[Stored items]
.....

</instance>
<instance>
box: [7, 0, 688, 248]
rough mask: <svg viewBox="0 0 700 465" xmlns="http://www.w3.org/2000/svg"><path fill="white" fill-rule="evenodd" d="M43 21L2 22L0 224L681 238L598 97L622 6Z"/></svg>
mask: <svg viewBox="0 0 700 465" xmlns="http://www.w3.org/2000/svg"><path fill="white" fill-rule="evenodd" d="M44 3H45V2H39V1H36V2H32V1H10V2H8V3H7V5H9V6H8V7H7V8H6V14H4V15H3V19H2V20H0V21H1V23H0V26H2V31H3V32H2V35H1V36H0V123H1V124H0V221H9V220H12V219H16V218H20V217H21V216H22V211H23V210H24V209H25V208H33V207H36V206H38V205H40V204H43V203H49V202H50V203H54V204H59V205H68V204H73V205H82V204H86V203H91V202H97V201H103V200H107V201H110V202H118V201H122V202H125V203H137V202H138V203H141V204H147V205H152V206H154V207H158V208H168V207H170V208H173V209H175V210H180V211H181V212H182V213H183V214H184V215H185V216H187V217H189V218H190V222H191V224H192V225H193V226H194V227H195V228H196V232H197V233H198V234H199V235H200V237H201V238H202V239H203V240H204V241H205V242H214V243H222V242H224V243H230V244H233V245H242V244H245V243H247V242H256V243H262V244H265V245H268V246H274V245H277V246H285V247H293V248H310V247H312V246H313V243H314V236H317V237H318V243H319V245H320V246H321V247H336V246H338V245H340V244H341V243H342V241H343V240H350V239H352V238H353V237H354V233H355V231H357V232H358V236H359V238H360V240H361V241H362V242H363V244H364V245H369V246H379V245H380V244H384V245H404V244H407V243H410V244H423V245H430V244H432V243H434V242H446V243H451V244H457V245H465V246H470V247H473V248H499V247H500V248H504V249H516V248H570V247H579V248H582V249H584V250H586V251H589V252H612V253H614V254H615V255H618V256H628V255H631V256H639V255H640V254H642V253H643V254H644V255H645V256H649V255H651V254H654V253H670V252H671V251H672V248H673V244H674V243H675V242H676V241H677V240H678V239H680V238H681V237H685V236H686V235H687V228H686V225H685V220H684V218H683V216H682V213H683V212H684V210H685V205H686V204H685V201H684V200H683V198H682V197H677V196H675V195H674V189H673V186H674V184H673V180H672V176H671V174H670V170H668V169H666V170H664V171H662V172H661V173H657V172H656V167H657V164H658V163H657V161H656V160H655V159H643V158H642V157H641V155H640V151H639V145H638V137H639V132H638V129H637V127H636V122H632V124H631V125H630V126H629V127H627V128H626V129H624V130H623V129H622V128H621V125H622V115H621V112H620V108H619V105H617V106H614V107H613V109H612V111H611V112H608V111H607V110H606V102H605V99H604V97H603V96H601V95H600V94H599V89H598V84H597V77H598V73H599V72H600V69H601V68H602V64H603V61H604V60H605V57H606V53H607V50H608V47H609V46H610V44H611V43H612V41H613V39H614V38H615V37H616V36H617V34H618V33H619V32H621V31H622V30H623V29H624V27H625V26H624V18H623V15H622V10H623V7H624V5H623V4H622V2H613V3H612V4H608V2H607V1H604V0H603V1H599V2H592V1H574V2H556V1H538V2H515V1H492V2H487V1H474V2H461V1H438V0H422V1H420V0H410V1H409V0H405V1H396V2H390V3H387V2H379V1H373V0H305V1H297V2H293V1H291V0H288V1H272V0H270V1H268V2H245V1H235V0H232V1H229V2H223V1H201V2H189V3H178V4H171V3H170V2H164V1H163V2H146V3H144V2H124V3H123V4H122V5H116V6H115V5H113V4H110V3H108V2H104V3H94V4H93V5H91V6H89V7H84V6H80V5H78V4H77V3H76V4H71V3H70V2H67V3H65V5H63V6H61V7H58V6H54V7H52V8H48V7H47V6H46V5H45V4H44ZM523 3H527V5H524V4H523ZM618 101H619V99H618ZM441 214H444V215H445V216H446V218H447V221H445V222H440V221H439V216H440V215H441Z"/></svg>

.....

WHAT YOU NEED TO DO —
The exact wording of every entry above should be written out again.

EXERCISE ANSWER —
</instance>
<instance>
box: [7, 0, 688, 248]
rough mask: <svg viewBox="0 0 700 465" xmlns="http://www.w3.org/2000/svg"><path fill="white" fill-rule="evenodd" d="M43 21L2 22L0 224L681 238L598 97L622 6Z"/></svg>
mask: <svg viewBox="0 0 700 465" xmlns="http://www.w3.org/2000/svg"><path fill="white" fill-rule="evenodd" d="M44 3H45V2H39V1H36V2H32V1H10V2H8V3H7V5H9V6H8V7H7V8H6V14H4V15H3V19H2V20H0V21H1V23H0V26H2V31H3V32H2V35H1V36H0V123H1V124H0V221H9V220H12V219H16V218H20V217H21V216H22V211H23V210H24V209H25V208H33V207H36V206H38V205H40V204H43V203H49V202H50V203H54V204H59V205H68V204H73V205H82V204H86V203H91V202H97V201H103V200H107V201H110V202H118V201H122V202H125V203H137V202H138V203H141V204H147V205H152V206H154V207H158V208H168V207H170V208H173V209H175V210H180V211H181V212H182V213H183V214H184V215H185V216H187V217H189V218H190V222H191V224H192V225H193V226H194V227H195V228H196V232H197V233H198V234H199V235H200V237H201V238H202V239H203V240H204V241H205V242H214V243H222V242H224V243H230V244H233V245H242V244H245V243H247V242H256V243H262V244H265V245H268V246H274V245H277V246H285V247H293V248H310V247H312V246H313V243H314V236H317V237H318V243H319V245H320V246H321V247H336V246H338V245H340V244H341V243H342V241H343V240H350V239H352V238H353V237H354V233H355V231H357V232H358V236H359V238H360V240H361V241H362V242H363V244H364V245H369V246H379V245H380V244H384V245H404V244H407V243H410V244H423V245H430V244H432V243H434V242H446V243H451V244H457V245H465V246H470V247H473V248H499V247H500V248H504V249H516V248H570V247H579V248H582V249H584V250H586V251H589V252H612V253H614V254H615V255H618V256H628V255H631V256H639V255H640V254H642V253H643V254H644V255H645V256H649V255H651V254H654V253H670V252H671V251H672V248H673V244H674V243H675V242H676V241H677V240H678V239H680V238H681V237H685V236H686V235H687V228H686V225H685V220H684V218H683V216H682V213H683V212H684V210H685V205H686V204H685V201H684V200H683V198H682V197H677V196H675V195H674V189H673V186H674V184H673V180H672V176H671V174H670V170H668V169H666V170H664V171H662V172H661V173H657V172H656V167H657V164H658V163H657V161H656V160H655V159H643V158H642V157H641V155H640V151H639V145H638V137H639V132H638V129H637V127H636V122H632V124H631V125H630V126H629V127H627V128H626V129H624V130H623V129H622V128H621V125H622V115H621V112H620V108H619V105H617V106H614V107H613V109H612V111H611V112H608V111H607V110H606V102H605V99H604V97H603V96H601V95H600V94H599V89H598V84H597V77H598V73H599V72H600V69H601V68H602V64H603V61H604V60H605V57H606V53H607V50H608V47H609V46H610V44H611V43H612V41H613V39H614V38H615V37H616V36H617V34H618V33H619V32H621V31H622V30H623V29H624V27H625V26H624V18H623V15H622V10H623V7H624V5H623V4H622V2H613V3H612V4H608V2H607V1H604V0H603V1H599V2H592V1H574V2H556V1H538V2H515V1H492V2H487V1H474V2H461V1H438V0H422V1H420V0H410V1H409V0H405V1H396V2H390V3H387V2H379V1H373V0H305V1H297V2H293V1H291V0H288V1H272V0H270V1H268V2H245V1H235V0H232V1H229V2H223V1H201V2H189V3H178V4H171V3H170V2H164V1H163V2H146V3H144V2H124V3H123V4H122V5H116V6H115V5H113V4H110V3H108V2H104V3H94V4H93V5H91V6H89V7H84V6H80V5H78V4H77V3H76V4H71V3H70V2H67V3H65V5H63V6H61V7H58V6H54V7H52V8H48V7H47V6H46V5H45V4H44ZM523 3H527V5H524V4H523ZM618 101H619V99H618ZM441 214H444V215H445V216H446V218H447V221H445V222H440V221H439V216H440V215H441Z"/></svg>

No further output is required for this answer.